Task instructions:
Lay out the items between the lines containing "y=96, one point per instance." and "x=59, y=163", inclusive, as a two-column CSV with the headers instruction and points, one row for each item. Place each item's text and its answer in one quoted field apiece, with any line breaks replaced by spaces.

Extracted data:
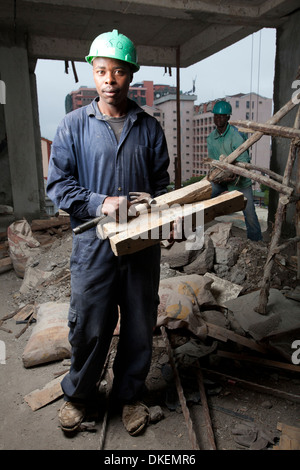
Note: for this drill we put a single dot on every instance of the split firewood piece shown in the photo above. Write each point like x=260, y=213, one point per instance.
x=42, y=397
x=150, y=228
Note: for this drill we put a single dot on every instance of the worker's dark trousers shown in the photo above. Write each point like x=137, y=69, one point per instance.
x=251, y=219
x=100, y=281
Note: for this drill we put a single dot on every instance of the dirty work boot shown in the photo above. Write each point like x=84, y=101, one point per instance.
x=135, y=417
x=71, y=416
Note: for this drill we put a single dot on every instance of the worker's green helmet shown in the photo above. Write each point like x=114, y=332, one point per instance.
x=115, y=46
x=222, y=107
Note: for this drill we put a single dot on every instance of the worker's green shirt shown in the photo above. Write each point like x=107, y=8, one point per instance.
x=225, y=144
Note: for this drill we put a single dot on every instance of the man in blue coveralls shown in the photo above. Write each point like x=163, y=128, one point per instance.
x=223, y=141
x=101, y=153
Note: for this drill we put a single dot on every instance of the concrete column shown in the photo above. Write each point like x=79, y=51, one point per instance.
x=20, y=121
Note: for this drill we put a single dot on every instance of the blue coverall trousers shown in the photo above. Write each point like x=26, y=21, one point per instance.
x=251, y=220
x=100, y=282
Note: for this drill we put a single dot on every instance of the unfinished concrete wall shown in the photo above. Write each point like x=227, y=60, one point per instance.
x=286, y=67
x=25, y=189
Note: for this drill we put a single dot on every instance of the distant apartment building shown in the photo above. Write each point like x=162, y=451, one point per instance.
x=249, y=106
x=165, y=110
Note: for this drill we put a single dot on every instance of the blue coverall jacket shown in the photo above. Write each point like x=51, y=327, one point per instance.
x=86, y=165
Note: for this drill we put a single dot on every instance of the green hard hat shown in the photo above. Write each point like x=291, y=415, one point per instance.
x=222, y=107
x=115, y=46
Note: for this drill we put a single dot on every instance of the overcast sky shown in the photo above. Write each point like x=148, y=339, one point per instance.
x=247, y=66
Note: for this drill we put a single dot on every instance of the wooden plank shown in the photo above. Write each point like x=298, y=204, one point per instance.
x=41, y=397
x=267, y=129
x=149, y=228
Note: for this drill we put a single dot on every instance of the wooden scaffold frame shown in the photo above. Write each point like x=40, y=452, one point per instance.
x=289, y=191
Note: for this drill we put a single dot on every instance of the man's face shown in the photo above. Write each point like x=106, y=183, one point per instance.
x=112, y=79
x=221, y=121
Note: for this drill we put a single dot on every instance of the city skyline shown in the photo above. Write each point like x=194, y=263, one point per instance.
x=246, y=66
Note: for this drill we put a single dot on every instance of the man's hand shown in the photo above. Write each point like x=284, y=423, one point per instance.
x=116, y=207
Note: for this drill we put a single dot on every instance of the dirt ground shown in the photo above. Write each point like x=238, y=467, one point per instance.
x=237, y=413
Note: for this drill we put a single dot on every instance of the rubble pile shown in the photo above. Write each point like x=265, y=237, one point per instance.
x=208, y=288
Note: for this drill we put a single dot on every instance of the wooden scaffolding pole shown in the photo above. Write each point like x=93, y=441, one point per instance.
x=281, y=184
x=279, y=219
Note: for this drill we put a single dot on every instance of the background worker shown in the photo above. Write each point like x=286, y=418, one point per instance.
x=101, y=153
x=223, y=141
* * *
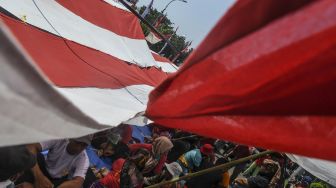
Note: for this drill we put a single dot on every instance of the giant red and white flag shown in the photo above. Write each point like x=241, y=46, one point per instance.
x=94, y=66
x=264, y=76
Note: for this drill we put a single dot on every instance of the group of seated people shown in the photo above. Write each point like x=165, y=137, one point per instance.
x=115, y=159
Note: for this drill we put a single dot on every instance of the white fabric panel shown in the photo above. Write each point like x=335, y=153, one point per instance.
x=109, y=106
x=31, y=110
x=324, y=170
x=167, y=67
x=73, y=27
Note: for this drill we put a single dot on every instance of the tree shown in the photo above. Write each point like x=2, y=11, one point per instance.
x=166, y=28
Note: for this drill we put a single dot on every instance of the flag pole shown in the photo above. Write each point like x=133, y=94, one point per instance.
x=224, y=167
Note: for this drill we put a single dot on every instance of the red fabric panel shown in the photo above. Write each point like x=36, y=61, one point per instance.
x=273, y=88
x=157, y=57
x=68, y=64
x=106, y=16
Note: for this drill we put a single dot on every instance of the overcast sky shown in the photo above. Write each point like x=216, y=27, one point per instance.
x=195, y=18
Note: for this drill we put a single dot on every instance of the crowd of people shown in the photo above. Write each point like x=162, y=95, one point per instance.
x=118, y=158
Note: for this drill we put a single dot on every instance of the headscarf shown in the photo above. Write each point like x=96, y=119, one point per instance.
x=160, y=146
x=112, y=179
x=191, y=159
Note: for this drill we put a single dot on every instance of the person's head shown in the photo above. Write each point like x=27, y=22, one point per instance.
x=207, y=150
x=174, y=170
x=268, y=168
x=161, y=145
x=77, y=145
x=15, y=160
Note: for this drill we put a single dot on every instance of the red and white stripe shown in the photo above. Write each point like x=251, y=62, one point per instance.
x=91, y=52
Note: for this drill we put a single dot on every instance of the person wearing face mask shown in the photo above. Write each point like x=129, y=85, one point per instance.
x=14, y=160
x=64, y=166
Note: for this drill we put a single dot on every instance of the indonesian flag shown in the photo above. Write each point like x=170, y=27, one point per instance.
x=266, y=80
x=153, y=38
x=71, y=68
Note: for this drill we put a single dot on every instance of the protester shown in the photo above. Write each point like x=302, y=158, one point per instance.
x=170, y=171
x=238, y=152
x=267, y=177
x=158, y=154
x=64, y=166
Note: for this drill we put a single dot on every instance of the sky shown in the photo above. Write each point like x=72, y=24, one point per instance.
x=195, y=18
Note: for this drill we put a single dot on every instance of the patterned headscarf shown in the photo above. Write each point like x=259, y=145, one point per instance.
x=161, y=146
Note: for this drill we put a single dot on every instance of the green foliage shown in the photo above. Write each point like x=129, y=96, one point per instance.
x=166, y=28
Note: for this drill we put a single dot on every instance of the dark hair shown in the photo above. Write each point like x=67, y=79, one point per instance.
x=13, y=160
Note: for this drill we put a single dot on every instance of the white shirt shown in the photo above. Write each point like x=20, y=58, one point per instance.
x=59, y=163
--
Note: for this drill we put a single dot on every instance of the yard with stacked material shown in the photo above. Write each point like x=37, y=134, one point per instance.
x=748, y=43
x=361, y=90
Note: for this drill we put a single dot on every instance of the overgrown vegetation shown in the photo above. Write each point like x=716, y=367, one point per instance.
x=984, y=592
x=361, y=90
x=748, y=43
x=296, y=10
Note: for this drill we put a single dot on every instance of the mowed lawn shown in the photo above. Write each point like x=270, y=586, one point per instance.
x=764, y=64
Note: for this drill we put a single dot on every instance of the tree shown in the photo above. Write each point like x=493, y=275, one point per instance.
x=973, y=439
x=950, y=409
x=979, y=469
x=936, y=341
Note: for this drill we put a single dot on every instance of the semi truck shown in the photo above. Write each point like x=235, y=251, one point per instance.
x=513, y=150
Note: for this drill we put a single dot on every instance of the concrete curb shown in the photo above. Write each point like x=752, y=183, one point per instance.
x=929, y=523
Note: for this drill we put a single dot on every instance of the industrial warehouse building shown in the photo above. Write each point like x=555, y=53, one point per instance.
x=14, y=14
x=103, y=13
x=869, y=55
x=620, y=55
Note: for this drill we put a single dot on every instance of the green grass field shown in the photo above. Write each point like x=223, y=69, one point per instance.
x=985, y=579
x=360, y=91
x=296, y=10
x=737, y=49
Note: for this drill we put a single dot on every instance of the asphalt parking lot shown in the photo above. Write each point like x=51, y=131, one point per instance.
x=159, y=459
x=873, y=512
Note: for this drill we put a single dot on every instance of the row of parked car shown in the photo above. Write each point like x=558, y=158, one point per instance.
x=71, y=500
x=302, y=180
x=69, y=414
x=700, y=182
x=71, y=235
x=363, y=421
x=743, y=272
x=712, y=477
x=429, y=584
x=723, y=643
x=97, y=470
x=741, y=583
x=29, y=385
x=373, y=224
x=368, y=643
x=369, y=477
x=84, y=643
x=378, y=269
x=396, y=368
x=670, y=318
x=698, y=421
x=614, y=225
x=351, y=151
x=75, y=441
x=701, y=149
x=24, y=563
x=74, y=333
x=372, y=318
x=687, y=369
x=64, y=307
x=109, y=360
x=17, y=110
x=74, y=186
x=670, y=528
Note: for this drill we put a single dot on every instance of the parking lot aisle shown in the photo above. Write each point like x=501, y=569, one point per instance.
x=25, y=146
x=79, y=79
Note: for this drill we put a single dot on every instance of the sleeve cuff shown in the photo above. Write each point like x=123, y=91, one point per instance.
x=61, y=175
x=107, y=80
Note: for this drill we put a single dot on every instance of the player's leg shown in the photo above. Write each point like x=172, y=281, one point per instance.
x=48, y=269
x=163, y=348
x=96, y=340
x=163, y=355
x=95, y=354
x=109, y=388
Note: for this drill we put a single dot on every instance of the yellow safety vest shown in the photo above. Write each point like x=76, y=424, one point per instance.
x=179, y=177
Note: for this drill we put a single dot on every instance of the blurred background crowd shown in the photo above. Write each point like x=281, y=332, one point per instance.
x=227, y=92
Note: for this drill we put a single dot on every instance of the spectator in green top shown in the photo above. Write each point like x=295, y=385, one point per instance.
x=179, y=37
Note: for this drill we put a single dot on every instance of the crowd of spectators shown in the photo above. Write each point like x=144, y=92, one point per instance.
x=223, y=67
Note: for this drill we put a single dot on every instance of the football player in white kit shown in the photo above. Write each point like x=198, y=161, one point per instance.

Reply to the exercise:
instruction,points
"Note: for this drill we put a single dot on every instance of the green foliage shown in the photo above. Write each point like x=129, y=96, one point per instance.","x=166, y=28"
"Note: for this drill we put a single dot on every instance of the dark hair shown in the photo above. Write each point like x=67, y=79, one point per instance.","x=13, y=160"
"Note: for this drill we put a single dot on every instance of the white shirt shown in the photo above. Write each point like x=20, y=58, one point per instance.","x=59, y=163"